• **The problem**
Copy exactly the lines that run from the one containing "Practice task. Find the utility" through the end of the entries, both ends included.

• **Data extracts**
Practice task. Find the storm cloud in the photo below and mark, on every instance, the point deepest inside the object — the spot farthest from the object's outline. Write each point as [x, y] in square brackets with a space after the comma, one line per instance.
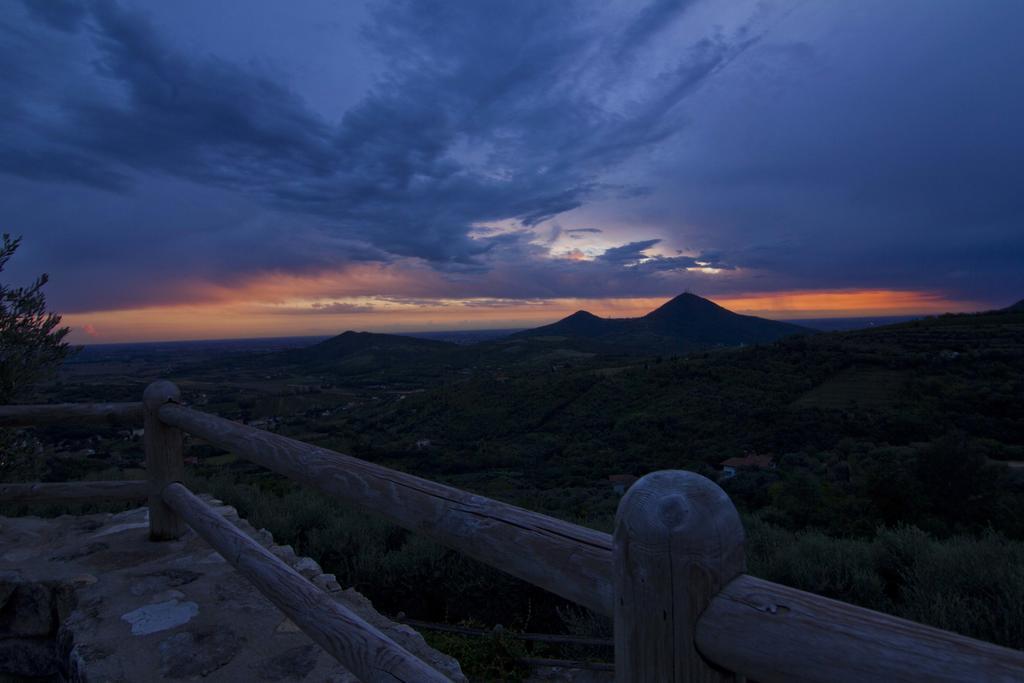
[516, 151]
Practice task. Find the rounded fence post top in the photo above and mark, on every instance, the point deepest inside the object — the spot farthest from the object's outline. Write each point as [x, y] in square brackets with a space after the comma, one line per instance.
[669, 503]
[160, 392]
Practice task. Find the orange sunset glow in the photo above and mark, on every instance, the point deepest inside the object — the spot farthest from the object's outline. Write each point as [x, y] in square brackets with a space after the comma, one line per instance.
[271, 309]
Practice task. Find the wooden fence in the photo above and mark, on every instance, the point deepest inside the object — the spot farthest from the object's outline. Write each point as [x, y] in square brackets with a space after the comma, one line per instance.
[671, 575]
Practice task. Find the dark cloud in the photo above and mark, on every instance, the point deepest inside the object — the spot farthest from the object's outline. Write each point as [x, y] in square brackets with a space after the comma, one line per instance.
[790, 148]
[60, 14]
[630, 253]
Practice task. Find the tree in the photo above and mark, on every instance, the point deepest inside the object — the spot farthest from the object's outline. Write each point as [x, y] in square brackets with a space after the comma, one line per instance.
[31, 340]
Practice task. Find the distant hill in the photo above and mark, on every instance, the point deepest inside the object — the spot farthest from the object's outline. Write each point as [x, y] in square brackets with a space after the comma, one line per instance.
[350, 342]
[685, 322]
[372, 357]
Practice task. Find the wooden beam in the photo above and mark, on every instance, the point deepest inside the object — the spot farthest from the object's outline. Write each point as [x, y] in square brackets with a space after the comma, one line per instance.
[514, 635]
[164, 460]
[567, 559]
[678, 541]
[27, 416]
[74, 492]
[357, 645]
[576, 562]
[776, 634]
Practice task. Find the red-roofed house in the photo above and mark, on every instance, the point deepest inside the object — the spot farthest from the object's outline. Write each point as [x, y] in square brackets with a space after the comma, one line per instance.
[621, 482]
[751, 461]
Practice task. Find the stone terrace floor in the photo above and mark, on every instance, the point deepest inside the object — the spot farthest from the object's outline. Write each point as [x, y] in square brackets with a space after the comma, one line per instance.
[90, 599]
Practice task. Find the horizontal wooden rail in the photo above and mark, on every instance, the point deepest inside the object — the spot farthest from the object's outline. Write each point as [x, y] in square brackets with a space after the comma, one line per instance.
[357, 645]
[514, 635]
[774, 634]
[564, 558]
[758, 629]
[74, 492]
[25, 416]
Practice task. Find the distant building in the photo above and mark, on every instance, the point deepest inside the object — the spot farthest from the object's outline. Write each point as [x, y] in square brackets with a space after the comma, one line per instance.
[751, 461]
[621, 482]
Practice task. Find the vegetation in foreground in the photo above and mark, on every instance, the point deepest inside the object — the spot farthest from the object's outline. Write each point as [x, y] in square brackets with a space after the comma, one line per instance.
[896, 482]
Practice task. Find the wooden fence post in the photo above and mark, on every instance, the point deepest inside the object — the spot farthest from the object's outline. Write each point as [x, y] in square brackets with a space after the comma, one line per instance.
[164, 462]
[678, 540]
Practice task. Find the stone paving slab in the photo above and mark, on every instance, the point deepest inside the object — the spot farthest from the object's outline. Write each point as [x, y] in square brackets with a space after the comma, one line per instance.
[107, 605]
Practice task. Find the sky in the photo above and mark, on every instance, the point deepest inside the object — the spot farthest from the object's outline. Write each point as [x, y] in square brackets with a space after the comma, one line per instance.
[214, 169]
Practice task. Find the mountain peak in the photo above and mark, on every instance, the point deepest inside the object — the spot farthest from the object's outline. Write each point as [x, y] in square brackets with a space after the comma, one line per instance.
[685, 304]
[581, 315]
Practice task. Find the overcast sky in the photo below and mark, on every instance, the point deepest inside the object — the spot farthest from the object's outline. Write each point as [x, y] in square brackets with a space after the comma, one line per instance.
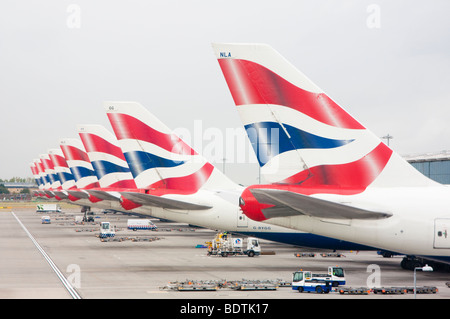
[386, 62]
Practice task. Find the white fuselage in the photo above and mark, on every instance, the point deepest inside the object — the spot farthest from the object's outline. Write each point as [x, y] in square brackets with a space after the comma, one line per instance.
[419, 225]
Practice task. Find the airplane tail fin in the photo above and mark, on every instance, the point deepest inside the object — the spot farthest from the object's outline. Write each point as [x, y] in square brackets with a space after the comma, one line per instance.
[157, 157]
[62, 169]
[299, 134]
[79, 164]
[49, 169]
[106, 157]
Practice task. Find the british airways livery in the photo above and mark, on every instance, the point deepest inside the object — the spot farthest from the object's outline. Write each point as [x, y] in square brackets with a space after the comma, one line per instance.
[328, 174]
[177, 183]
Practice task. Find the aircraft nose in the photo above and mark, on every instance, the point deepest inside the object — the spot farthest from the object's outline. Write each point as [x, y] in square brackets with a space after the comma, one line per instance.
[250, 206]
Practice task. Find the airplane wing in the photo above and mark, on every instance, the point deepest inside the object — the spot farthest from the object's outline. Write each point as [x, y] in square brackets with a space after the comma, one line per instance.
[78, 194]
[291, 204]
[61, 194]
[103, 195]
[157, 201]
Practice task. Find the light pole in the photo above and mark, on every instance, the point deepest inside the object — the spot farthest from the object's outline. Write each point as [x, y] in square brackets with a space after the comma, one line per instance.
[424, 268]
[388, 137]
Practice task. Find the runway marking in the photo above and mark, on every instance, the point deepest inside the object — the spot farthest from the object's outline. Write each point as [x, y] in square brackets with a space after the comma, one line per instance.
[73, 293]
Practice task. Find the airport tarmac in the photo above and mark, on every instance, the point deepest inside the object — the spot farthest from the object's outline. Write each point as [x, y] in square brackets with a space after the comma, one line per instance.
[34, 255]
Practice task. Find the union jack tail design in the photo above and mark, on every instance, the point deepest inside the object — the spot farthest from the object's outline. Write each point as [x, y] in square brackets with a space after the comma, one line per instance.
[299, 134]
[106, 157]
[79, 164]
[62, 169]
[49, 169]
[37, 177]
[157, 157]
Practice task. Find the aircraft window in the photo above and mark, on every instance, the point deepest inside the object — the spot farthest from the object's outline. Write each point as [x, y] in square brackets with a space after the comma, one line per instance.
[298, 276]
[338, 272]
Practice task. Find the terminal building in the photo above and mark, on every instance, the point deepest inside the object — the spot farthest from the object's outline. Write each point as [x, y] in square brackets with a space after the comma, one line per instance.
[433, 165]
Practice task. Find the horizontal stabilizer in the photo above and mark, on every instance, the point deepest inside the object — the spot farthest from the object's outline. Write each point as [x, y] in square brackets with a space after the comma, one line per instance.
[61, 194]
[157, 201]
[78, 194]
[292, 204]
[103, 195]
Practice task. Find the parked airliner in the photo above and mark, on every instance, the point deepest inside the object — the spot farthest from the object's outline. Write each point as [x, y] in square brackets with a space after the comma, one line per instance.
[328, 174]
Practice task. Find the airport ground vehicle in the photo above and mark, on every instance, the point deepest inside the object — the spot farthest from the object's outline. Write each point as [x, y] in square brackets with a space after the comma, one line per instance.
[45, 220]
[224, 244]
[40, 208]
[136, 224]
[307, 281]
[106, 230]
[303, 281]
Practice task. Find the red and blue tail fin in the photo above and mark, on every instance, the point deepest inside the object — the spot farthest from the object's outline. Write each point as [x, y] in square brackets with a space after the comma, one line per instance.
[106, 157]
[300, 135]
[79, 164]
[157, 157]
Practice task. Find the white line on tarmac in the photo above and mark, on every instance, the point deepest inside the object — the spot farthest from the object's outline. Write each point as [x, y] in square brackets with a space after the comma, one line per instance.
[73, 293]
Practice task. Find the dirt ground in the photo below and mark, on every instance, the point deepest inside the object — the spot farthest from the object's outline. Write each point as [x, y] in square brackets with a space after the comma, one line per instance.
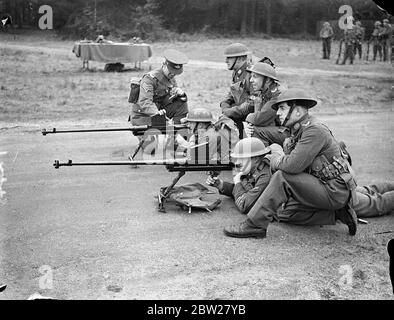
[97, 229]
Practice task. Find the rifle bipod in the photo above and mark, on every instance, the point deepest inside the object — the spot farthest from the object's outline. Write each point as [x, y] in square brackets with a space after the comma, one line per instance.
[164, 192]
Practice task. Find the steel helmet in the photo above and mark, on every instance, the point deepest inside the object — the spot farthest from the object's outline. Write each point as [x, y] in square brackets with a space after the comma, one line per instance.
[249, 147]
[264, 69]
[175, 60]
[236, 50]
[302, 97]
[199, 115]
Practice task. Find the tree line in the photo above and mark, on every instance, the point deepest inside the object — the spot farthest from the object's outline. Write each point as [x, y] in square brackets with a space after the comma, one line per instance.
[154, 19]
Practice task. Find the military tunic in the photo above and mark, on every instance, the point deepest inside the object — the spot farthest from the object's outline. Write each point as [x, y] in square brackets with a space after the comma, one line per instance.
[264, 119]
[326, 34]
[296, 192]
[155, 93]
[377, 43]
[349, 41]
[375, 200]
[246, 192]
[386, 35]
[360, 34]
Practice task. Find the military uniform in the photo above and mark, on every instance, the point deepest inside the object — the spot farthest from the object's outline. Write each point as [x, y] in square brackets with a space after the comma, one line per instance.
[326, 34]
[221, 136]
[376, 42]
[386, 35]
[375, 200]
[252, 185]
[360, 34]
[236, 105]
[349, 41]
[155, 93]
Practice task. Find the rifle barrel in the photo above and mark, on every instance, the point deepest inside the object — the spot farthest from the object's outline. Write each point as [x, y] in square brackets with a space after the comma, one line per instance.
[70, 163]
[134, 129]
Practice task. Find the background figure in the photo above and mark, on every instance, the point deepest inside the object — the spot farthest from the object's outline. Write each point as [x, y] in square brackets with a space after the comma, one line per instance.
[233, 107]
[326, 34]
[386, 35]
[376, 40]
[349, 40]
[360, 34]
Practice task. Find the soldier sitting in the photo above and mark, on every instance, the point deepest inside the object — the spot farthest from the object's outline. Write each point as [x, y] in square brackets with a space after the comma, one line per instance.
[253, 174]
[298, 191]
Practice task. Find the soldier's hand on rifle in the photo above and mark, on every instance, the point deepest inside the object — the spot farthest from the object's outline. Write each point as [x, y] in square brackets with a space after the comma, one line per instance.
[249, 129]
[214, 182]
[237, 177]
[276, 151]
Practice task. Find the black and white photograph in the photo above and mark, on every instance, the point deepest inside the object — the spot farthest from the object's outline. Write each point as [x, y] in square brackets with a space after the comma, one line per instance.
[211, 151]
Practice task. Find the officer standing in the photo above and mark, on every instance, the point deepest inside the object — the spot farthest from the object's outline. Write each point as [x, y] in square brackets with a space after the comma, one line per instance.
[326, 34]
[252, 177]
[233, 105]
[360, 34]
[377, 41]
[262, 122]
[298, 192]
[159, 93]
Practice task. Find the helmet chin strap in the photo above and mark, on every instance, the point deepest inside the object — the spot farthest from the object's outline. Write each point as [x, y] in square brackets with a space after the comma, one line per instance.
[235, 61]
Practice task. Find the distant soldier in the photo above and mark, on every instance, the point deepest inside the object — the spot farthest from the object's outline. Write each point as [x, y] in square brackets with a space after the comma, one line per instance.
[262, 122]
[349, 40]
[377, 41]
[360, 34]
[232, 106]
[159, 93]
[386, 36]
[326, 34]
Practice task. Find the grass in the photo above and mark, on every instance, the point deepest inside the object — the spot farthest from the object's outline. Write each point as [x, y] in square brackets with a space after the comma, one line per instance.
[44, 80]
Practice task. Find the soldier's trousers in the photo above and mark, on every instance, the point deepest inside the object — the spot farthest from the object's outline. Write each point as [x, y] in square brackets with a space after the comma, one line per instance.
[299, 199]
[349, 53]
[377, 48]
[326, 48]
[375, 200]
[175, 110]
[270, 135]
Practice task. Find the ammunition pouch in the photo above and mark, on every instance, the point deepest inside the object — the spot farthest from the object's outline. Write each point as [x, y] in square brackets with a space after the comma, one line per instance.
[322, 169]
[134, 90]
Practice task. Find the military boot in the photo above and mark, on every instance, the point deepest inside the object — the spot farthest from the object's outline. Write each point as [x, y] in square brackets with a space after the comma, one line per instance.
[348, 216]
[245, 230]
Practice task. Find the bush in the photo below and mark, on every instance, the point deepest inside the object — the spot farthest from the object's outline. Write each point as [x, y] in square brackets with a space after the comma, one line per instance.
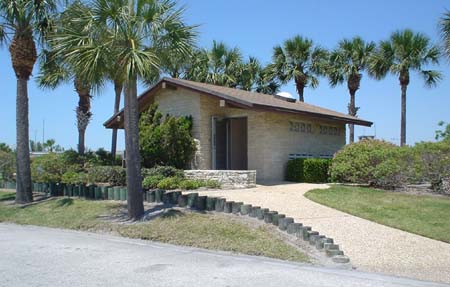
[7, 165]
[165, 140]
[152, 181]
[113, 175]
[72, 177]
[164, 171]
[295, 170]
[388, 166]
[356, 162]
[314, 170]
[48, 168]
[101, 157]
[169, 183]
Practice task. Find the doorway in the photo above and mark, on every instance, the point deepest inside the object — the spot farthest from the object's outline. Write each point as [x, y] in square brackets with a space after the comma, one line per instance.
[229, 143]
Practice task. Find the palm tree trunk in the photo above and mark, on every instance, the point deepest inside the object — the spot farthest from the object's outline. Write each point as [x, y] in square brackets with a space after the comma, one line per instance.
[23, 191]
[83, 111]
[403, 117]
[118, 90]
[83, 119]
[352, 112]
[300, 90]
[133, 158]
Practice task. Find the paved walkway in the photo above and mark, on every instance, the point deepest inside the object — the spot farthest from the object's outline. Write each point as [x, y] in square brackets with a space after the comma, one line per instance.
[370, 246]
[38, 256]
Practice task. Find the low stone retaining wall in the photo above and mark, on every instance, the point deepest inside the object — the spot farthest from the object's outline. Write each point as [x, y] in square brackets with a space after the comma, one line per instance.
[226, 178]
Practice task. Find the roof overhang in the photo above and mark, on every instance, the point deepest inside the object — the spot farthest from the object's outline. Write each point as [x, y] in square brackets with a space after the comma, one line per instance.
[144, 100]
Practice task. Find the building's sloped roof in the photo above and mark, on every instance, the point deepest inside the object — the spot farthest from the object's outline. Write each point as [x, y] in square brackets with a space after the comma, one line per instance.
[250, 100]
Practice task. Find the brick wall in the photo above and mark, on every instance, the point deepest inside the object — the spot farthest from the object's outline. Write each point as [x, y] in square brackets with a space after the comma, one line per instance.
[270, 135]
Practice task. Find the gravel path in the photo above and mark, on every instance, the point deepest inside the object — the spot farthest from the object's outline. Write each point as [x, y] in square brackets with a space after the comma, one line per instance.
[370, 246]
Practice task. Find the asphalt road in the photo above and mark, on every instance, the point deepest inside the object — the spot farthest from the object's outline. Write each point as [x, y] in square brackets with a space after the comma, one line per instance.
[36, 256]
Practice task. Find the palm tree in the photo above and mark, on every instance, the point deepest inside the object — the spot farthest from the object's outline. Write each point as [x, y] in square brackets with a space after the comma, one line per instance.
[404, 52]
[54, 72]
[127, 31]
[444, 27]
[24, 20]
[252, 76]
[218, 66]
[347, 63]
[299, 60]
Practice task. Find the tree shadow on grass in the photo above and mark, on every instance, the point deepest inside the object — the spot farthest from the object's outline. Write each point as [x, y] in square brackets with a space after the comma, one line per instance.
[8, 197]
[64, 202]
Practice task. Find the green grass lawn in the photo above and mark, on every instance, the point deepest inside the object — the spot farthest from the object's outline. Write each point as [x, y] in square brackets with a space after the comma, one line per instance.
[180, 227]
[425, 215]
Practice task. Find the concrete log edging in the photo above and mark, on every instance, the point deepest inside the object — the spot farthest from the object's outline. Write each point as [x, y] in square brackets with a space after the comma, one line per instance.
[219, 204]
[286, 224]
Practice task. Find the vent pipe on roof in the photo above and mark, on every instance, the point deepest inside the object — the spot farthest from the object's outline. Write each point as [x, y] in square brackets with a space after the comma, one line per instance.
[285, 96]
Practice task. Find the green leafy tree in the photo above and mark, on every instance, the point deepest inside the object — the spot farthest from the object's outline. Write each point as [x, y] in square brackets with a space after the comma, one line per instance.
[54, 71]
[165, 141]
[22, 22]
[49, 145]
[298, 59]
[127, 31]
[5, 148]
[443, 134]
[347, 63]
[219, 65]
[254, 77]
[405, 51]
[444, 29]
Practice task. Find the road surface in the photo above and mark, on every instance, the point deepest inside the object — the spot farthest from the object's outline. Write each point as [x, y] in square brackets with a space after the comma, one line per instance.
[37, 256]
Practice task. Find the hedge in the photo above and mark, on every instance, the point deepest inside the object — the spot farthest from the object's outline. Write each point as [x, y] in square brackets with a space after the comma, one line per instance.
[313, 170]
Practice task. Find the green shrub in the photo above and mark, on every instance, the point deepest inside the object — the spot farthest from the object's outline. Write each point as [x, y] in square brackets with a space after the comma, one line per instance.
[315, 170]
[169, 183]
[152, 181]
[48, 168]
[356, 162]
[295, 170]
[113, 175]
[164, 171]
[100, 157]
[210, 183]
[189, 184]
[7, 165]
[72, 177]
[388, 166]
[165, 140]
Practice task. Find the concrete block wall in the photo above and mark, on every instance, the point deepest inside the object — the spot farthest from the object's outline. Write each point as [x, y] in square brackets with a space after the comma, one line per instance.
[227, 178]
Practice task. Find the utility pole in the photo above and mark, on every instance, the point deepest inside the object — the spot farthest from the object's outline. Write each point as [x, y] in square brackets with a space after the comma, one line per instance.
[43, 131]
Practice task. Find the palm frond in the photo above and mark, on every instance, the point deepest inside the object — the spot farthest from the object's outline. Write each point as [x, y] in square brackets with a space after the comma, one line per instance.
[431, 78]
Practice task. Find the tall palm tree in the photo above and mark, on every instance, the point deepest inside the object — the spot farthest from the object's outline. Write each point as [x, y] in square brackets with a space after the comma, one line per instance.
[22, 22]
[347, 62]
[404, 52]
[252, 76]
[444, 27]
[300, 60]
[127, 31]
[219, 65]
[54, 72]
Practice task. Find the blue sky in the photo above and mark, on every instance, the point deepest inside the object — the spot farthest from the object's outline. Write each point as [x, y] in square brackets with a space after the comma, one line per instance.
[255, 27]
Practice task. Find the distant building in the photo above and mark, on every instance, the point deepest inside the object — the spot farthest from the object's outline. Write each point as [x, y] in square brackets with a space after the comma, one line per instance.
[240, 130]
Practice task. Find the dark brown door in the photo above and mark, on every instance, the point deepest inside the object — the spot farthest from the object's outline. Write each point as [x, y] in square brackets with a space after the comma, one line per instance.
[237, 144]
[221, 144]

• **Result for this exercise**
Practice task. Find the utility pole in the photo above and mark, on every instance, the point deepest inside the object — the spot farthest from the object's outline. Write each point as [x, y] in square brackets with a space after the comma, one line per instance.
[43, 131]
Practice task. Find the palm frond in the photo above and mark, on every instance, the point deepest inside the object — the spot farthest from the object's outline. Write each point as [x, y] in square brackets with a space after the comma, one line per instance.
[431, 78]
Practice task. Find the tall palm tree in the photo above and mark, on every instance, the point deepest inside the object — the spot farthest from the object's outline. Write each point as [x, y] in square brackets with a space after the comma, one line per instance.
[22, 22]
[347, 62]
[404, 52]
[252, 76]
[444, 27]
[300, 60]
[127, 31]
[219, 65]
[54, 72]
Practice task. Find the blue sky in the photo above and mark, on every instance, the point deepest inside the object — the spot farthest from the object's outline. Write each point as [x, y] in square brackets with a space after the comma, one line per instance.
[255, 27]
Practice task. Find the distant building in the photo above and mark, on every instance, the point deepest inside the object — the spot farthest from the object's outline. Write each point as [x, y] in square brackets with a space after the comma, one line per instance.
[240, 130]
Practice task. Find the dark brown door in the photo above and mark, on every instance, the point deepest inside the object — the spot farthest from the object's outline. Write each point as [x, y] in square brackets with a space after the comma, one line per instance.
[237, 144]
[221, 144]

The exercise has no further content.